Exercise:
What lines below include the string "story"? Pick them out and copy them.

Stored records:
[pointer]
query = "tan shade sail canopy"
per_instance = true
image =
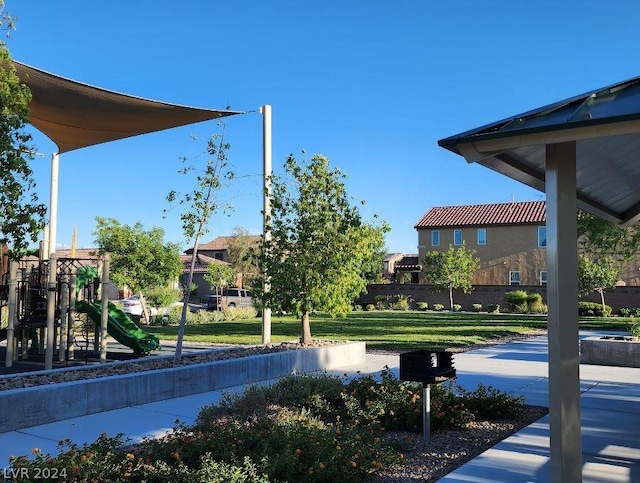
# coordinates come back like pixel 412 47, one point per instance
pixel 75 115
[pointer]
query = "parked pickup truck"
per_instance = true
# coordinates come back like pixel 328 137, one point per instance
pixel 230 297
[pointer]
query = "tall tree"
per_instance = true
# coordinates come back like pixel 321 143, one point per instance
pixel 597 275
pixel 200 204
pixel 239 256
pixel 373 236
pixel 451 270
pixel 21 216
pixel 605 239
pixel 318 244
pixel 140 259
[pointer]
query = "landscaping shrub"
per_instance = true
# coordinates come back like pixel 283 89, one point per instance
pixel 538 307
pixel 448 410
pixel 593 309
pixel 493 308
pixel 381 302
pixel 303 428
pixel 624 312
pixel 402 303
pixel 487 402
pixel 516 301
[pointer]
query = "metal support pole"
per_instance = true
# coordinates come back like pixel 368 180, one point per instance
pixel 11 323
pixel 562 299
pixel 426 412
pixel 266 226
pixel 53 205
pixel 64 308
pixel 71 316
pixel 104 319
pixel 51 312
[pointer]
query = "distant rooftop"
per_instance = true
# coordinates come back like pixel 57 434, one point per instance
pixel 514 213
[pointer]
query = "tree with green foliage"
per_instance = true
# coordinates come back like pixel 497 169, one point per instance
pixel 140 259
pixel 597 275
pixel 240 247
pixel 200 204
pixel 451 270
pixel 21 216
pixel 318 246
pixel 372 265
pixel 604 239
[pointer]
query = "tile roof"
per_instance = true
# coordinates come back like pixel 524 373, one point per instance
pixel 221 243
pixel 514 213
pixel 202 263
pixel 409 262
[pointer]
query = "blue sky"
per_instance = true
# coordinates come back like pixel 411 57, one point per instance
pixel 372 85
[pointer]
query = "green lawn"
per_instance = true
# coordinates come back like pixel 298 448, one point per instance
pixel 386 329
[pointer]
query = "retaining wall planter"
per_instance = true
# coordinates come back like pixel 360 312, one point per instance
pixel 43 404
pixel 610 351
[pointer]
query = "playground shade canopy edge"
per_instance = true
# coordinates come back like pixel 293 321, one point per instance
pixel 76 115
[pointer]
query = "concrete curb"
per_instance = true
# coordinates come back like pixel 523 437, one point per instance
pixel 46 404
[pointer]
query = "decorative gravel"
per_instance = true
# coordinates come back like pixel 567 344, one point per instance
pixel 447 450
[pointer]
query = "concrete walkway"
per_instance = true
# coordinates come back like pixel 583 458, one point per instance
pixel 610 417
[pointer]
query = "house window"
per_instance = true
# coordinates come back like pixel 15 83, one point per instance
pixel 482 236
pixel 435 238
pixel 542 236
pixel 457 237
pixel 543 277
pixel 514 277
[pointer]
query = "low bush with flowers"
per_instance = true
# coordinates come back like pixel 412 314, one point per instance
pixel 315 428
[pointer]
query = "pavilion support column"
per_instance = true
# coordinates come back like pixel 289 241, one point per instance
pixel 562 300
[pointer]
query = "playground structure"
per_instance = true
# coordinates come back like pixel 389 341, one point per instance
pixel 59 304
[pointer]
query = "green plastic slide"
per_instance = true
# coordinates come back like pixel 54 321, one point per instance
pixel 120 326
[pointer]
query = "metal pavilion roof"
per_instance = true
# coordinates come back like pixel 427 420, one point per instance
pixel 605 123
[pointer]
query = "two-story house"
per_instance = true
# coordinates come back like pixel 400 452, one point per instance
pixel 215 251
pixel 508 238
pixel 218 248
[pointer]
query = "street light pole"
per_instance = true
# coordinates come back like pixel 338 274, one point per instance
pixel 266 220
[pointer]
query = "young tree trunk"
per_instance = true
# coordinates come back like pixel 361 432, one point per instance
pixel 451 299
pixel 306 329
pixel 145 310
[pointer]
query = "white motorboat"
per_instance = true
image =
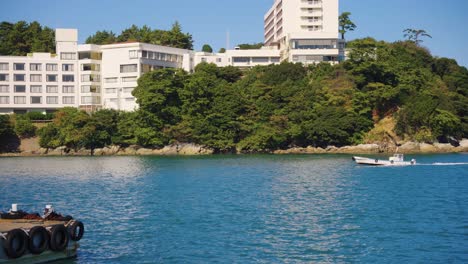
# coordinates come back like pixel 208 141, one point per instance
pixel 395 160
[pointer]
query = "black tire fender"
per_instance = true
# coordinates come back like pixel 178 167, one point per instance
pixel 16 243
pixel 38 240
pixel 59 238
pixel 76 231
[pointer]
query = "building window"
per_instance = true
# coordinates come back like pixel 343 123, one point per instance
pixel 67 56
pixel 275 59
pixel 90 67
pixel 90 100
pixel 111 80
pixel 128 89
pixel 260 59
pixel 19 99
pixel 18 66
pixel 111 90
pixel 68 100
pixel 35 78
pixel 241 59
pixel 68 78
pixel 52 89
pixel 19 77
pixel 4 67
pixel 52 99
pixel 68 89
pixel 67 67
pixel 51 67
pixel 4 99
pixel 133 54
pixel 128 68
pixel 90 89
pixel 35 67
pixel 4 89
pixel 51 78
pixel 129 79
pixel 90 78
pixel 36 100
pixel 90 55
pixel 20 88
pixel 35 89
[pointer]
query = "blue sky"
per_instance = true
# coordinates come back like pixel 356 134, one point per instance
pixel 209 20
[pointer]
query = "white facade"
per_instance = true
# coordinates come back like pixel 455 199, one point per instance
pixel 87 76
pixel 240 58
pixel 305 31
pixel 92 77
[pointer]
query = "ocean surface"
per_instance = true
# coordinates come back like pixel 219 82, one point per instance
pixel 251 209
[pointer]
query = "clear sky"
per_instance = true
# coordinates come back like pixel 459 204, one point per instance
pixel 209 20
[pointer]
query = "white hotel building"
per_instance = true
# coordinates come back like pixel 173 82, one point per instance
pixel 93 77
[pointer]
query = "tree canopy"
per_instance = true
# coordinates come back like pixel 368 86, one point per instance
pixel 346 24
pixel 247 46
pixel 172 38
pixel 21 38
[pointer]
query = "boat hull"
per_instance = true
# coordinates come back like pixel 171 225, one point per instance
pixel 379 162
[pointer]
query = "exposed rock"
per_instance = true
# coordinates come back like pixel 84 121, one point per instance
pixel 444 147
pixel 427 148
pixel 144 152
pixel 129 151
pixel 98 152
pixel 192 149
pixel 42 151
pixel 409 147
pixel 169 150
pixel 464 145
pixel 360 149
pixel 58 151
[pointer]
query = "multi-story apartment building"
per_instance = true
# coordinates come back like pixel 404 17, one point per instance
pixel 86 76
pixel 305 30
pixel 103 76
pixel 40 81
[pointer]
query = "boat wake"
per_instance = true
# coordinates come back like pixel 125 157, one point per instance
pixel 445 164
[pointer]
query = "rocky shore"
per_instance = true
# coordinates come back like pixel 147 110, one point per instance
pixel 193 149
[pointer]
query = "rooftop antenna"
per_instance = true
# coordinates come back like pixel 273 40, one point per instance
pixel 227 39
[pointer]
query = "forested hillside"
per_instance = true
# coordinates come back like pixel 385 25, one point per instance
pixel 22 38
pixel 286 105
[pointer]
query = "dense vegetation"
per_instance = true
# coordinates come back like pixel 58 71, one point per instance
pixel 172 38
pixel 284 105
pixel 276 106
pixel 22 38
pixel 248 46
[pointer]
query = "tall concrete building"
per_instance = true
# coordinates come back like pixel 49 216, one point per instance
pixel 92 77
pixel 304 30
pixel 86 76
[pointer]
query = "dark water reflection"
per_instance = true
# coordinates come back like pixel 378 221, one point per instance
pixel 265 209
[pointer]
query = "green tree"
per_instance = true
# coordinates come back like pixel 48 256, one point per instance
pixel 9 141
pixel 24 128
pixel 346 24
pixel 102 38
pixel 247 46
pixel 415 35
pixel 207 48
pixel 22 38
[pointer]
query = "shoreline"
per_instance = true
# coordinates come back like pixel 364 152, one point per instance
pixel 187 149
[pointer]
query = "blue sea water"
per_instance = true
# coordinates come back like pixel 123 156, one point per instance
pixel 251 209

Output for this task:
query = "two-story house"
query = "multi-story apartment building"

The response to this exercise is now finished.